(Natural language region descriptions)
+ + + +
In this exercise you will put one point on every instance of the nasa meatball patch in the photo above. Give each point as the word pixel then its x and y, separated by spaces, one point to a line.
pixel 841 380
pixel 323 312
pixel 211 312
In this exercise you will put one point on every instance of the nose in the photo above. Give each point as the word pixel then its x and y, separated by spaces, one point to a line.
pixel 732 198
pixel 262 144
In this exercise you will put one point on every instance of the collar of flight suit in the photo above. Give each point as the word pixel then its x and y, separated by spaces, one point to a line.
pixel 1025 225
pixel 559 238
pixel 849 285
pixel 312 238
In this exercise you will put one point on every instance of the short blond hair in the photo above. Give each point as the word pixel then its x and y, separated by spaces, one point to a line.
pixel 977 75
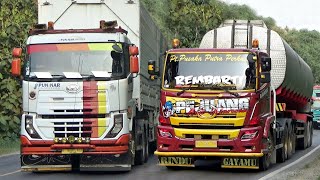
+ + + +
- **About this task**:
Reproduce every entry exactly; images stay out.

- **Response to the exercise**:
In this exercise you will put one point on every instance of the nasa meatball patch in the photo above. Give each point as the word pixel then its x and y, separated by spaces, one point to a line.
pixel 841 380
pixel 323 312
pixel 211 312
In this exercise you will put one point on every instance of the nose in the photo above. Give each point as the word pixel then its x and y, separated by spaces, one point to a line.
pixel 732 198
pixel 262 144
In this exercise you will put one point on every instance of the collar of flight suit in the photo above. Give each point as the word pixel then its x and y, separated by spaces, one point to a line.
pixel 1025 225
pixel 559 238
pixel 849 285
pixel 312 238
In this exercise you will put one point on every instance of the short blond hair in the photo above. Give each point as the word pixel then its x and y, separated by spaces, one point to a line.
pixel 977 75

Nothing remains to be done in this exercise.